SOURCE DOCUMENT:
━━━━━━━━━━━━━━━━━━━━
In another extreme case we tested the functions \(f_{c,1} \rightarrow f_{c,10}\) but this time with \(n=100\) and by only employing 100 iterations. In this experiment, we only compared the PSS with the PFA algorithm. The shown results in Table 8 suggest that the gap between the PSS and the PFA widens. Indeed, the PSS outperformed the PFA in all the functions except \(f_{c,2}\) and \(f_{c,7}\). These results signify the capability of the PSS algorithm to scale with high-dimensional problems while exploiting very limited computational resources. This is quite important for complex surrogate models that require a significant computational capacity for each functional evaluation (Forrester and Keane 2009; Queipo et al. 2005).
We also conducted simulations similar to the ones presented by Yapici and Cetinkaya (2019) and again we compared our results with the adopted ones directly from their paper. The tests were conducted with different dimensions for each function; we used \(n=10\), \(n=30\), and \(n=50\). 50 runs with 1000 iterations per each were used to run all the tests. \(\alpha \) and \(\beta \) were also set to be 0.95 and 30, respectively. The results of both algorithms, shown in Table 9, are in proximity to each other for most functions. However, in their paper they compared the performance of the PFA with other algorithms and the best performance was registered by the effective butterfly optimizer (EBO) (Kumar et al. 2017) and the enhanced version of the success-History based adaptive differential evolution LSHADE-cnEpSin algorithm (Kumar et al. 2017) and they outperformed, though the results are not shown here (refer to Yapici and Cetinkaya 2019), the PFA and the PSS as those algorithms (EBO and LSHADE-cnEpSin) were specifically designed to solve the CEC2017 problems.
━━━━━━━━━━━━━━━━━━━━
SUPPLIED MATERIAL:
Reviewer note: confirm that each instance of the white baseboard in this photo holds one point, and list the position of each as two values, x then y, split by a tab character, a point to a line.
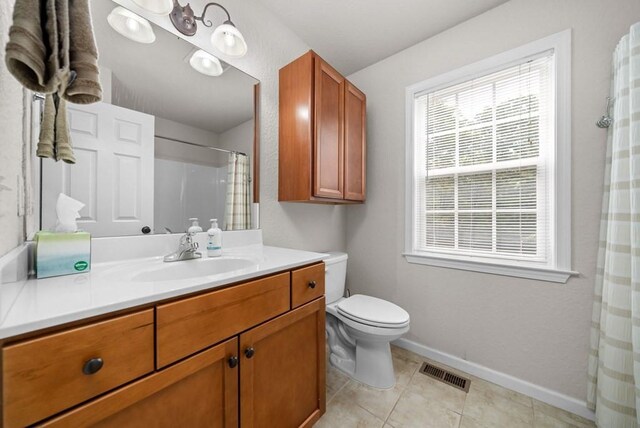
━━━━━━━━━━━━━━━━━━━━
TASK DETAILS:
Using the source text on the PSS algorithm tests, answer these questions:
1. In the test with n=100 and 100 iterations, on which two functions did the PSS fail to outperform the PFA?
2. To what values were α and β set in the simulations similar to those of Yapici and Cetinkaya (2019)?
3. Which dimensions were used in those simulations?

SOLUTION TO THIS PROBLEM:
1. \(f_{c,2}\) and \(f_{c,7}\)
2. α was 0.95 and β was 30.
3. n=10, n=30, and n=50